## The request
Filter the rows below and copy out each line that contains the string "locate".

## Excerpted data
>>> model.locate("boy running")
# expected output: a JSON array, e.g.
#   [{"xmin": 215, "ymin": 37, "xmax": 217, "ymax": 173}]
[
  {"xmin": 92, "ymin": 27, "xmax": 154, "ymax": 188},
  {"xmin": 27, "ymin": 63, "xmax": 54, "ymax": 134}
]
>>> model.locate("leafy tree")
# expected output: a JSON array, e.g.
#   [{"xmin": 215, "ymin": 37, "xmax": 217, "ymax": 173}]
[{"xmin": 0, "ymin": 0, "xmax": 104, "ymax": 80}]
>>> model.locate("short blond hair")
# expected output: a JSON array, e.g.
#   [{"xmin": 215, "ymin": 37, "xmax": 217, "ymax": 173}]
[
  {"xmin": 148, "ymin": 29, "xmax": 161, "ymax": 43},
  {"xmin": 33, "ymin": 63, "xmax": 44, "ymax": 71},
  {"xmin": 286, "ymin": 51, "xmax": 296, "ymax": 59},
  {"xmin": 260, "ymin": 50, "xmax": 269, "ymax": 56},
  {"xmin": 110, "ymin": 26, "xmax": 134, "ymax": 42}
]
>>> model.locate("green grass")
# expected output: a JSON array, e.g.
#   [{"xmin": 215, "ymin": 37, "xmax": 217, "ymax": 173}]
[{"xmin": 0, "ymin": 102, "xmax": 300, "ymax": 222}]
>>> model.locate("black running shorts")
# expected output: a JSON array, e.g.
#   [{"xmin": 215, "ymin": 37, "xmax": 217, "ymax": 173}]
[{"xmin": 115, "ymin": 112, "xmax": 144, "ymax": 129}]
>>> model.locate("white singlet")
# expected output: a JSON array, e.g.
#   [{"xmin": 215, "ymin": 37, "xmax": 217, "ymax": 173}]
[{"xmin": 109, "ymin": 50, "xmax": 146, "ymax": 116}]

## Task answer
>>> model.locate("boy running")
>>> model.locate("leafy tree")
>>> model.locate("short blond hair")
>>> model.locate("green grass")
>>> model.locate("black running shorts")
>>> model.locate("white singlet")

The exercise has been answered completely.